Once you have read the records, output them exactly.

(Collection entries)
···
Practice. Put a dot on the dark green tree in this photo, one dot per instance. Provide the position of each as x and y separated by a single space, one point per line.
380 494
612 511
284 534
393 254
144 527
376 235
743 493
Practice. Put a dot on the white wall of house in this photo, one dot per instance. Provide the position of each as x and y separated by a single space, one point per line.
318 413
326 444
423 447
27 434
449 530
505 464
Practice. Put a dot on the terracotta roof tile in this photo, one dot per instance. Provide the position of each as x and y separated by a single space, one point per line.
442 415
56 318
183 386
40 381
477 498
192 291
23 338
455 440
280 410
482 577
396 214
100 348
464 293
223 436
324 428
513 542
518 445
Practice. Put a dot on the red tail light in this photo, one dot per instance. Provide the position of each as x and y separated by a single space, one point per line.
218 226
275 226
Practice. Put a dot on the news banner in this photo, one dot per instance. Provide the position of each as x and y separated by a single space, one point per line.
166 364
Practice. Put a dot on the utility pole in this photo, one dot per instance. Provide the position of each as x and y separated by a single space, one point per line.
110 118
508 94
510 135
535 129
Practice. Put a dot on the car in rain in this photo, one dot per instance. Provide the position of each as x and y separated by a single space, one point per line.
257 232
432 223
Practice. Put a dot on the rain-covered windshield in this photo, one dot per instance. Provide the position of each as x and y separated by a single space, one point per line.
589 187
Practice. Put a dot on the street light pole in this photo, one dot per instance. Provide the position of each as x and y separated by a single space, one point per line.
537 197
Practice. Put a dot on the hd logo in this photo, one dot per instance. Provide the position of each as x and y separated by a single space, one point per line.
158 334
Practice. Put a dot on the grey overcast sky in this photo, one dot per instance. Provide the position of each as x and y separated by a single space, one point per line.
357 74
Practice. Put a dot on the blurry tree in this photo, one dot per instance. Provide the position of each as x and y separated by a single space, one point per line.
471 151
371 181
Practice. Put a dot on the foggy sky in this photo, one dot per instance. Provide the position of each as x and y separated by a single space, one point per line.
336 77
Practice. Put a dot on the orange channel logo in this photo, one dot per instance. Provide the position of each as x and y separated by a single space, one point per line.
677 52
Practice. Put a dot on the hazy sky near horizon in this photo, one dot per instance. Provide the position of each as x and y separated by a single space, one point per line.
···
**The answer**:
Practice. Put a dot on the dark green tree in this photo, one dot per instance. Provide the position of each as x and y separated by a single space, one point per line.
380 494
612 511
284 534
393 254
144 527
376 235
743 493
Practice. Put a dot on the white wall of house in this photo, one dot per instance. Provide the position of each as x and y separated by a single space, one point per line.
318 413
326 444
423 447
27 434
449 530
505 464
Practice. Put a dot on the terracotta roof tile in this photo, one dot per instance. Provide the position of each as x and y separated by a single space, one point per line.
442 415
56 318
183 386
40 381
477 498
192 291
23 338
455 440
280 410
482 577
396 214
100 348
464 293
223 436
324 428
513 542
518 445
Practice. Put a dot on the red tail light in this photo, one dot per instance. Provide the position of each as x and y separated by a single space, one point per line.
218 226
275 226
Practice. Put a dot on the news banner in this photo, one dot per instance. Provide the position of each as x and y separated by a single space, one point per line.
166 364
Practice. Put a dot on the utility pole in this photo, one dot per instance. Provide the position of each as x and y separated by a single space, one point per line.
110 118
508 94
510 135
535 129
Practice. Put a dot on the car in rain in this photo, one dot per instance. Provide the position of each as x and y separated by a single space, one point per line.
257 232
432 223
Practice. Put a dot on the rain-covered windshield in this photo, one dot per instance. Provide the position of each as x and y separated by a single space, one point per line.
589 187
Practice. Put a dot on the street light pole in this photo, one dot per instance. Provide the position of each as x and y separated by a single space, one point per line.
537 197
Practice. Put a dot on the hd logo in this photo, one dot per instance. Provide the position of each as x and y separated by a single space, one point per line.
158 334
Practice. Put a dot on the grey overcast sky in this photo, one dot per instance. Provide the position of each as x and y separated by a single space, one point per line.
357 74
Practice. Put a dot on the blurry tree in this photo, one dot per instance. Provide the position of each as x and y separated by a single space, one point per line.
471 151
371 181
Practice. Put a dot on the foggy sky in this photo, one dot per instance. Provide the position of each as x and y separated by a single space, one point per line.
336 77
Practice. Put a dot on the orange channel logo in this photo, one dot per instance. Provide the position of each as x and y separated by a single space, one point per line.
677 52
Practice. Put a dot on the hazy sky near horizon in this photo, one dot per instance. Provide the position of each as x and y separated by a single space, one point per line.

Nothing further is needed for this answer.